• **What to work on**
Your task is to find every line of the listing that includes "query" and copy it.

^^^^^^^^^^^^^^^^

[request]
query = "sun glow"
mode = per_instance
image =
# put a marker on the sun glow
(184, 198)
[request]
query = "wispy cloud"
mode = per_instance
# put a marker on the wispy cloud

^^^^^^^^^^^^^^^^

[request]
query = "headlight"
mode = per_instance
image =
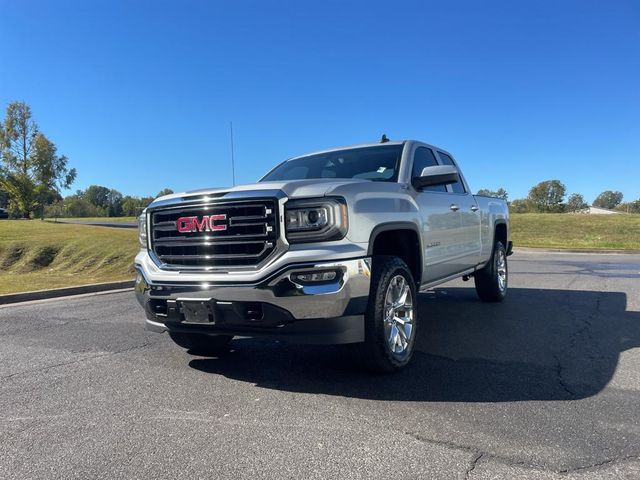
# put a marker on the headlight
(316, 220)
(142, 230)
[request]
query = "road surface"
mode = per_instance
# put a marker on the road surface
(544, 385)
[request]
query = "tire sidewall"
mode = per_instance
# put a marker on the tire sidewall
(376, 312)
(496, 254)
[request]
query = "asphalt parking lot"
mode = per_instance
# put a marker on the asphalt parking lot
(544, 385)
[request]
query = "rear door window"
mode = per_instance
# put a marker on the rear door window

^^^^^^^^^^^^^^^^

• **Task result**
query = "sun glow"
query = "wispy cloud"
query = "headlight"
query = "road surface"
query = "tire sidewall"
query = "asphalt parking lot"
query = "rear door window"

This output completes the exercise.